[WORK TO BE COMPLETED]
Please copy out every one of the items below, character for character.

[Stored items]
□ □ □ □ □ □ □
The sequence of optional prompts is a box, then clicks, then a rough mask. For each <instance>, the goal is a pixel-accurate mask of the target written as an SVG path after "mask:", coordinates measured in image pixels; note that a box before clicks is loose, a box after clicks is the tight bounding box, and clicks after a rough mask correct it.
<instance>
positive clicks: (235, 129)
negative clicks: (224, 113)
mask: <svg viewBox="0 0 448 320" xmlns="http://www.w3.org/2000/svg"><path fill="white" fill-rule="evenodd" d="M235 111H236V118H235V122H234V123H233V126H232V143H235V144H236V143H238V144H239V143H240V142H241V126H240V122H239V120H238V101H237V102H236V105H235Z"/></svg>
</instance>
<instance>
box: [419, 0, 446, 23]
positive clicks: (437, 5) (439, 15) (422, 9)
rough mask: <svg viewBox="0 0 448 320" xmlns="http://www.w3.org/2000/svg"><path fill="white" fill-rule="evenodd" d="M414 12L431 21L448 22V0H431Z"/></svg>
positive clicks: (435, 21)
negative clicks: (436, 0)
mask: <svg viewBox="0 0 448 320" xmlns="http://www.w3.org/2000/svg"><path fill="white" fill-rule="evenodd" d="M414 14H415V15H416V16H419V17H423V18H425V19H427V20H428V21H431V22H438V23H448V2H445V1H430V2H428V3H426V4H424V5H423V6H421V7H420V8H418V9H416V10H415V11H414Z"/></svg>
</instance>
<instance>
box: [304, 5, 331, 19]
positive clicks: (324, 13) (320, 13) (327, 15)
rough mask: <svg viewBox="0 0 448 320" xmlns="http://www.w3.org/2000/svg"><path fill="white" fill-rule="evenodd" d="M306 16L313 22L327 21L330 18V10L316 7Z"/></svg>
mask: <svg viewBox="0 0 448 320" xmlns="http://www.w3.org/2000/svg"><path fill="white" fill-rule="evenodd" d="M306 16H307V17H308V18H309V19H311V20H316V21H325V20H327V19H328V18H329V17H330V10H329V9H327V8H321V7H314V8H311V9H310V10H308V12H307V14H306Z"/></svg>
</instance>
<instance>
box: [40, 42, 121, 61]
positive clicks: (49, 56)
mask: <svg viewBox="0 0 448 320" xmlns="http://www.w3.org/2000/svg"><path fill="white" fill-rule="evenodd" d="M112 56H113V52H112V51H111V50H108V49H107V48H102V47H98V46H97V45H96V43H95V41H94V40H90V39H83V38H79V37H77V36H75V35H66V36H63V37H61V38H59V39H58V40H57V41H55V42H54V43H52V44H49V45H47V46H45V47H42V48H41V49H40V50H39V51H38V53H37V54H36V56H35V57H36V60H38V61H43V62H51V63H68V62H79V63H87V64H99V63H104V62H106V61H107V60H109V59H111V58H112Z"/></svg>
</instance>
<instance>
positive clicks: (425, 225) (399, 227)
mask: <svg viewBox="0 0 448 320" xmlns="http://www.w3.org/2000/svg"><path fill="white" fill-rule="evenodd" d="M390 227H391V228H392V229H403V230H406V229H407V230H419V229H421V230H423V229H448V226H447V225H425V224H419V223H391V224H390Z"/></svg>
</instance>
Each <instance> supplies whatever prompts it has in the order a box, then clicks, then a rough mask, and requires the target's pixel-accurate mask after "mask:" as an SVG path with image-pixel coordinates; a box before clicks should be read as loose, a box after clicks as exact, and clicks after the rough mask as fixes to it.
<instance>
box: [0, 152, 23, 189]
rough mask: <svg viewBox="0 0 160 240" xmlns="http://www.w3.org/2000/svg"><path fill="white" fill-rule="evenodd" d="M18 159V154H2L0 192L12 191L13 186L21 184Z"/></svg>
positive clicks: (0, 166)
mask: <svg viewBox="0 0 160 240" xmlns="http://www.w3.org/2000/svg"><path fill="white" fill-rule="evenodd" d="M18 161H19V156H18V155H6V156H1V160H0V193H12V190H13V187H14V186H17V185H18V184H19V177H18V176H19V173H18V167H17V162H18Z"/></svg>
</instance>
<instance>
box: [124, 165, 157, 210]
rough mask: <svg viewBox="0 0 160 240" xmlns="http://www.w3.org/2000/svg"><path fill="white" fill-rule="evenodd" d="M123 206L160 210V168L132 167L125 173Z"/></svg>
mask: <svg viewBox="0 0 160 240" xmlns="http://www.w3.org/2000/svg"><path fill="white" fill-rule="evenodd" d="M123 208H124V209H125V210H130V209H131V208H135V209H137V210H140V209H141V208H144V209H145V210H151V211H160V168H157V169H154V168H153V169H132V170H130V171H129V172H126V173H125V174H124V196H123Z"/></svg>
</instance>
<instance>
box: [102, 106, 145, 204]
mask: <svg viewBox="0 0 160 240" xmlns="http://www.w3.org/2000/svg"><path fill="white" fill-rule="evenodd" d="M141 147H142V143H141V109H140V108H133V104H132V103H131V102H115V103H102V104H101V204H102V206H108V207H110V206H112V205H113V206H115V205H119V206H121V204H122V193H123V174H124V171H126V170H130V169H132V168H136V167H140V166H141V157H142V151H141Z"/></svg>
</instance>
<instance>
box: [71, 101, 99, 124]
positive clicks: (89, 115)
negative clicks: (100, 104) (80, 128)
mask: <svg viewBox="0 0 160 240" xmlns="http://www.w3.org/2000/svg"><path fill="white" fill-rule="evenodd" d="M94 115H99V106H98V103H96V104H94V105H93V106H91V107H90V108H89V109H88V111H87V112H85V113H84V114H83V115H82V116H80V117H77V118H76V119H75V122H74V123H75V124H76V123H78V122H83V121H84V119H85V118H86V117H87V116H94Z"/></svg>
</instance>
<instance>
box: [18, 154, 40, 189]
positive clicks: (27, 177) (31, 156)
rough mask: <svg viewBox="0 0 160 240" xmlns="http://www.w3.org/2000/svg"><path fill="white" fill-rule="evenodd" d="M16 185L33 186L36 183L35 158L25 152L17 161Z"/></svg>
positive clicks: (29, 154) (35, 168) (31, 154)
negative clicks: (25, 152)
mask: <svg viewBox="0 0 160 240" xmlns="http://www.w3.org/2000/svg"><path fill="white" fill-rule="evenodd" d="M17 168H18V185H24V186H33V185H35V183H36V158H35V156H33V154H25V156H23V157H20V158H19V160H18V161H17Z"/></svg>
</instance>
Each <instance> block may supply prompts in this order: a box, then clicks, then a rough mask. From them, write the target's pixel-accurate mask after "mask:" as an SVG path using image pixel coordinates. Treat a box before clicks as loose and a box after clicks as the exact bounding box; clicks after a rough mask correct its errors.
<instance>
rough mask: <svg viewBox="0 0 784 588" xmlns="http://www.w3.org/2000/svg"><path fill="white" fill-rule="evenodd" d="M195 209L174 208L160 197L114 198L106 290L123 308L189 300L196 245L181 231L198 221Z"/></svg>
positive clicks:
□ □ □ □ □ □ □
[WRITTEN REPLY]
The sequence of optional prompts is a box, then clicks, then a rough mask. For each <instance>, the goal is a pixel-accurate mask of the target written as an SVG path after "mask:", coordinates measured in image pixels; note that a box before clicks is loose, a box after clicks is the tight bounding box, and clicks after a rough mask correct it.
<instance>
positive clicks: (235, 129)
negative clicks: (224, 113)
mask: <svg viewBox="0 0 448 320" xmlns="http://www.w3.org/2000/svg"><path fill="white" fill-rule="evenodd" d="M235 111H236V118H235V122H234V123H233V126H232V143H235V144H236V143H238V144H239V143H240V142H241V126H240V122H239V120H238V101H237V102H236V105H235Z"/></svg>
</instance>
<instance>
box: [419, 0, 446, 23]
positive clicks: (437, 5) (439, 15) (422, 9)
rough mask: <svg viewBox="0 0 448 320" xmlns="http://www.w3.org/2000/svg"><path fill="white" fill-rule="evenodd" d="M414 12L431 21L448 22V0H431Z"/></svg>
positive clicks: (435, 21)
negative clicks: (436, 0)
mask: <svg viewBox="0 0 448 320" xmlns="http://www.w3.org/2000/svg"><path fill="white" fill-rule="evenodd" d="M414 14H415V15H416V16H419V17H423V18H425V19H427V20H428V21H431V22H438V23H448V2H445V1H430V2H428V3H426V4H424V5H423V6H421V7H420V8H418V9H416V10H415V11H414Z"/></svg>
</instance>
<instance>
box: [304, 5, 331, 19]
positive clicks: (324, 13) (320, 13) (327, 15)
rough mask: <svg viewBox="0 0 448 320" xmlns="http://www.w3.org/2000/svg"><path fill="white" fill-rule="evenodd" d="M306 16L313 22L327 21L330 18V10L316 7Z"/></svg>
mask: <svg viewBox="0 0 448 320" xmlns="http://www.w3.org/2000/svg"><path fill="white" fill-rule="evenodd" d="M306 16H307V17H308V18H309V19H311V20H316V21H325V20H327V19H328V18H329V17H330V10H329V9H327V8H321V7H314V8H311V9H310V10H308V12H307V14H306Z"/></svg>
</instance>
<instance>
box: [40, 42, 121, 61]
positive clicks: (49, 56)
mask: <svg viewBox="0 0 448 320" xmlns="http://www.w3.org/2000/svg"><path fill="white" fill-rule="evenodd" d="M112 56H113V52H112V51H111V50H108V49H107V48H102V47H98V46H97V45H96V43H95V41H94V40H90V39H83V38H79V37H77V36H75V35H66V36H63V37H61V38H59V39H58V40H57V41H55V42H54V43H52V44H49V45H47V46H45V47H42V48H41V49H40V50H39V51H38V53H37V54H36V56H35V57H36V60H38V61H43V62H51V63H68V62H79V63H87V64H99V63H104V62H106V61H107V60H109V59H111V58H112Z"/></svg>
</instance>
<instance>
positive clicks: (425, 225) (399, 227)
mask: <svg viewBox="0 0 448 320" xmlns="http://www.w3.org/2000/svg"><path fill="white" fill-rule="evenodd" d="M390 227H391V228H392V229H403V230H406V229H407V230H419V229H421V230H423V229H448V226H447V225H425V224H419V223H391V224H390Z"/></svg>
</instance>
Each <instance> supplies whatever prompts it has in the order a box, then clicks, then a rough mask, and requires the target's pixel-accurate mask after "mask:" as an SVG path with image-pixel coordinates; a box before clicks should be read as loose, a box after clicks as exact, and clicks after the rough mask as fixes to it.
<instance>
box: [0, 152, 23, 189]
rough mask: <svg viewBox="0 0 160 240" xmlns="http://www.w3.org/2000/svg"><path fill="white" fill-rule="evenodd" d="M18 159V154H2L0 192L12 191L13 186L21 184Z"/></svg>
positive clicks: (0, 166)
mask: <svg viewBox="0 0 160 240" xmlns="http://www.w3.org/2000/svg"><path fill="white" fill-rule="evenodd" d="M18 161H19V156H18V155H6V156H1V160H0V193H12V190H13V187H14V186H17V185H18V184H19V177H18V176H19V173H18V167H17V162H18Z"/></svg>
</instance>
<instance>
box: [124, 165, 157, 210]
rough mask: <svg viewBox="0 0 160 240" xmlns="http://www.w3.org/2000/svg"><path fill="white" fill-rule="evenodd" d="M123 206L160 210V168L132 167L125 173Z"/></svg>
mask: <svg viewBox="0 0 160 240" xmlns="http://www.w3.org/2000/svg"><path fill="white" fill-rule="evenodd" d="M123 208H124V209H125V210H130V209H131V208H135V209H137V210H140V209H141V208H144V209H145V210H151V211H160V168H157V169H154V168H153V169H132V170H130V171H129V172H126V173H125V174H124V196H123Z"/></svg>
</instance>
<instance>
box: [102, 106, 145, 204]
mask: <svg viewBox="0 0 160 240" xmlns="http://www.w3.org/2000/svg"><path fill="white" fill-rule="evenodd" d="M141 147H142V143H141V109H140V108H133V104H132V103H131V102H115V103H102V104H101V204H102V206H108V207H110V206H112V205H113V206H115V205H119V206H121V204H122V193H123V174H124V171H126V170H130V169H132V168H136V167H140V166H141V157H142V151H141Z"/></svg>
</instance>
<instance>
box: [71, 101, 99, 124]
positive clicks: (89, 115)
negative clicks: (100, 104) (80, 128)
mask: <svg viewBox="0 0 160 240" xmlns="http://www.w3.org/2000/svg"><path fill="white" fill-rule="evenodd" d="M94 115H99V106H98V103H96V104H94V105H93V106H91V107H90V108H89V109H88V111H87V112H85V113H84V114H83V115H82V116H80V117H77V118H76V119H75V122H74V123H75V124H76V123H78V122H83V121H84V119H85V118H86V117H87V116H94Z"/></svg>
</instance>
<instance>
box: [18, 154, 40, 189]
positive clicks: (27, 177) (31, 156)
rough mask: <svg viewBox="0 0 160 240" xmlns="http://www.w3.org/2000/svg"><path fill="white" fill-rule="evenodd" d="M16 185L33 186L36 183L35 158L25 152L17 161Z"/></svg>
positive clicks: (29, 154) (35, 168) (31, 154)
negative clicks: (25, 152)
mask: <svg viewBox="0 0 160 240" xmlns="http://www.w3.org/2000/svg"><path fill="white" fill-rule="evenodd" d="M17 168H18V185H24V186H33V185H35V183H36V158H35V156H33V154H25V156H23V157H20V158H19V160H18V161H17Z"/></svg>
</instance>
Each <instance> block may supply prompts in this order: a box, then clicks, then a rough mask. From them, write the target's pixel-accurate mask after "mask:" as an SVG path using image pixel coordinates. Treat a box before clicks as loose and a box after clicks as the exact bounding box; clicks after a rough mask correct its errors.
<instance>
rough mask: <svg viewBox="0 0 784 588" xmlns="http://www.w3.org/2000/svg"><path fill="white" fill-rule="evenodd" d="M195 209L174 208L160 197L114 198L106 290L123 308L189 300L196 245L181 231L198 221Z"/></svg>
positive clicks:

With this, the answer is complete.